* Your objective: Can you write out every line of the records below word for word, leaving the pictures out of your answer?

[Entries from a pointing dataset]
..........

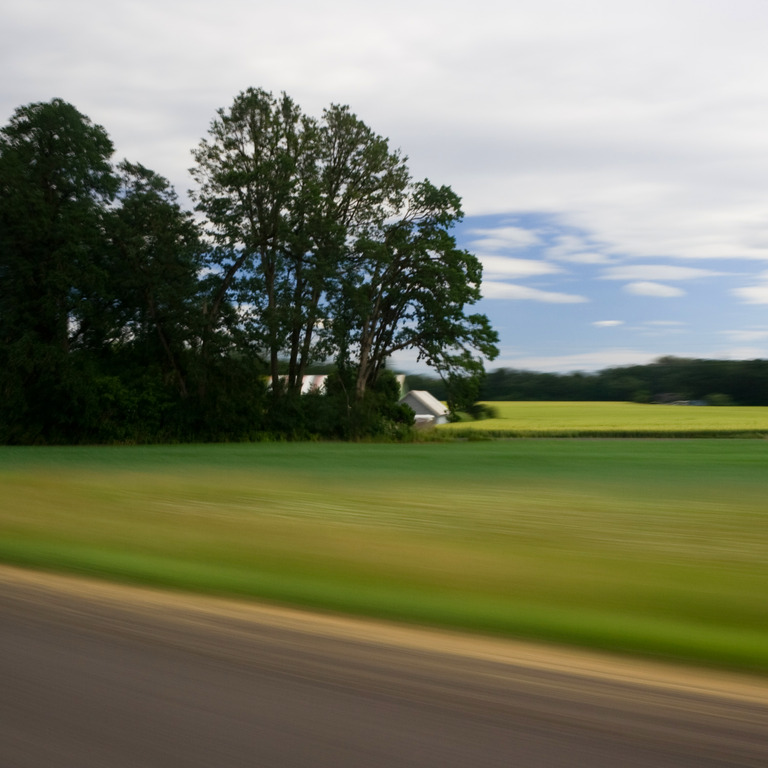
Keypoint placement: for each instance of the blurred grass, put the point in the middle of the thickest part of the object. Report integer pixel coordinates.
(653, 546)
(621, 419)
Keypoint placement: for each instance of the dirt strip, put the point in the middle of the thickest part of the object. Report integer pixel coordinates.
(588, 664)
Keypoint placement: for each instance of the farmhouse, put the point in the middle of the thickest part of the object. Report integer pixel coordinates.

..........

* Right answer:
Keypoint placement: for each instance of the blurred grass, put the point in the middle of the thickest part of the object. Report integer pixel coordinates.
(653, 546)
(621, 419)
Keypoint placement: for each instance of the dirt strip, put the point in the middle of the thickest part of the object. Report integer pixel coordinates.
(588, 664)
Keypoint placement: for each instance of the farmhouse, put the point in the middle of the thickest part of the object. Report integer pixel coordinates.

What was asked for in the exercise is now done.